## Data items

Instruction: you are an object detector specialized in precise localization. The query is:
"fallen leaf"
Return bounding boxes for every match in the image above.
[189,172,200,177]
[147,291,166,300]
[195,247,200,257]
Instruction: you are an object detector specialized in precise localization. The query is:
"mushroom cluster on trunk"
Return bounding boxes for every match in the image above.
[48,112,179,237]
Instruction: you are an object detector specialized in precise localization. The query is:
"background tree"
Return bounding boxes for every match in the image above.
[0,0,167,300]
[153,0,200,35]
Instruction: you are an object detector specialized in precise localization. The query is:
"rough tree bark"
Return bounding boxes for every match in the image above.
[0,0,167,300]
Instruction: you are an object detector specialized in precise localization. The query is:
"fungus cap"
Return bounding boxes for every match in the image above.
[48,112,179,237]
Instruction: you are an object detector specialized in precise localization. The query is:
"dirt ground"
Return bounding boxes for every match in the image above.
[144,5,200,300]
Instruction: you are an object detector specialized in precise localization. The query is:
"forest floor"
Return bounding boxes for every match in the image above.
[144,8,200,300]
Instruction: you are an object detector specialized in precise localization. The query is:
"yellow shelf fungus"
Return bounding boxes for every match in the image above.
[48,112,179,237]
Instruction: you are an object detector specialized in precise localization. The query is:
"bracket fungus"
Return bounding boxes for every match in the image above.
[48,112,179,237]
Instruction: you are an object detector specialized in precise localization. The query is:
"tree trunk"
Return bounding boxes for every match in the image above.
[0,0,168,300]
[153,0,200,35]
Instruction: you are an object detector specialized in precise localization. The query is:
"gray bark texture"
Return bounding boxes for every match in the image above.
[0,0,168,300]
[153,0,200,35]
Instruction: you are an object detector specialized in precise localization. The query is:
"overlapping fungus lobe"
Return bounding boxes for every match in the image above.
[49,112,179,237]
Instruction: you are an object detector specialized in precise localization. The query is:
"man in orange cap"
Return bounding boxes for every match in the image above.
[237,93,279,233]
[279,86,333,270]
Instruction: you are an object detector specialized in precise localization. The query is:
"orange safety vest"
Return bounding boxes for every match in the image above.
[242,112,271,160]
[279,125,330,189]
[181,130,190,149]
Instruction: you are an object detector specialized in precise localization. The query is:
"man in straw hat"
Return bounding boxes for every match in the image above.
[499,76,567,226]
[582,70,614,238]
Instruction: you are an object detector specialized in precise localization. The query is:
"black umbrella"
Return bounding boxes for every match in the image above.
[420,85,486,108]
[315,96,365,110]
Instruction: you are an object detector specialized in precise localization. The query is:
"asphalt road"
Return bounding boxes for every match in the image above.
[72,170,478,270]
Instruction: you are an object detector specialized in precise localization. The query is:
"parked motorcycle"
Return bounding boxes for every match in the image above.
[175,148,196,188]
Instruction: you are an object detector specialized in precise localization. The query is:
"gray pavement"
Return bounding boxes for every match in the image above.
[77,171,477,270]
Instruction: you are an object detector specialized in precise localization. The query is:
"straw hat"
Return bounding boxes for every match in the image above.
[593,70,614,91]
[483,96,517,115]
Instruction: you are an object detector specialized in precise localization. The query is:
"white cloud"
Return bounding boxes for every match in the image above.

## Task statement
Which lines of the data items above contain the string "trunk"? Return each of them, matching case exactly.

## Task response
"mushroom cluster on trunk"
"tree trunk"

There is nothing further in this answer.